● Task requirements:
1) In the tarantula article, what is the approximate diagonal leg span of the Brazilian red and white tarantula?
2) According to the tarantula article, why should the Brazilian red and white tarantula be handled only by an experienced person?
3) List every change the tarantula article says males show or gain at their ultimate molt.

● Document extract:
The Brazilian red and white tarantula (Nhandu chromatus) is a tarantula species that is native to Brazil.

==Description==
The Brazilian red and white tarantula (Nhandu chromatus) is a larger tarantula with a diagonal leg span of approximately 15–17 cm. The Brazilian red and white tarantula is noted for its white striped legs, beige to grey prosoma, and the reddish hairs on the opisthosoma. Males and females look the same until the ultimate (final) molt of the males. At this point the male will exhibit sexual dimorphism in the form of a duller coloration and legginess. Additionally males will gain an embolus on the pedipalps and tibial apophysis (mating hooks). The Brazilian red and white tarantula is a terrestrial species that will often make a burrow or make use of an abandoned burrow. The Brazilian red and white tarantula is reputed to be quite defensive with its urticating hairs.

==Taxonomy==
The species was first described by Günter Schmidt in 2004. It was transferred to the genus Vitalius by Rogério Bertani in 2023, but transferred back to Nhandu in 2026. It has been treated as Vitalius cristatus, but this was based on misidentifications.

==Habitat==
The Brazilian red and white tarantula is native to Brazil, where it is found in tropical forests and savannahs.

==Pet trade==
The Brazilian red and white tarantula is now fairly common in the pet trade, and it is popular among tarantula keepers for its beautiful coloration. The Brazilian red and white tarantulas large size, skittish demeanor, and urticating hairs means that it should not be handled except by an experienced person.

● Extracted entries:
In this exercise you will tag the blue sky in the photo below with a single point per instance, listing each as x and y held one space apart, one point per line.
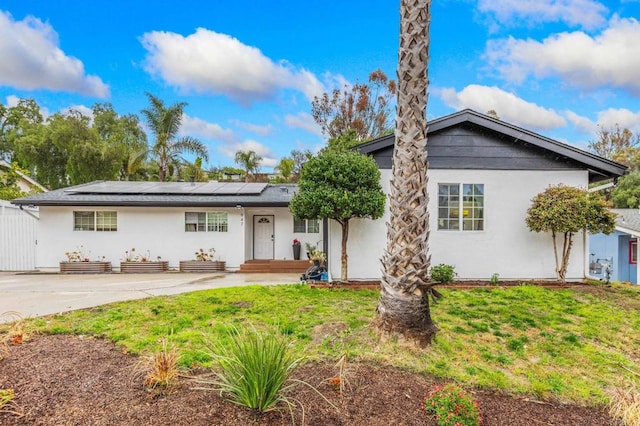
249 69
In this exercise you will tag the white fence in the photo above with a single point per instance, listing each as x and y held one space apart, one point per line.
18 237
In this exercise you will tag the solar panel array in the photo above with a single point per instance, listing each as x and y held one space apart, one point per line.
174 188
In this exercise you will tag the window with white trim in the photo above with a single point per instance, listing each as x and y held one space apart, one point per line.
461 206
102 221
206 222
308 226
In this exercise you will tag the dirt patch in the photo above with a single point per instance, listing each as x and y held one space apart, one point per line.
67 380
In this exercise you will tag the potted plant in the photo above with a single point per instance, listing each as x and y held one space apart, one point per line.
78 262
204 262
133 262
317 257
296 249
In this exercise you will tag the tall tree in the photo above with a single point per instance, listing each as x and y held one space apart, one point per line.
123 138
249 161
616 144
164 122
403 307
285 169
564 211
19 123
339 185
363 108
299 158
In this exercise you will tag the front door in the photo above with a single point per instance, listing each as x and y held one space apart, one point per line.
263 237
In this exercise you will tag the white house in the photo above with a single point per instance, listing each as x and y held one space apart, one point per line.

● Solutions to the problems:
1) Approximately 15–17 cm.

2) Its large size, skittish demeanor, and urticating hairs mean that only an experienced person should handle it.

3)
- Duller coloration
- Legginess
- An embolus on the pedipalps
- Tibial apophysis (mating hooks)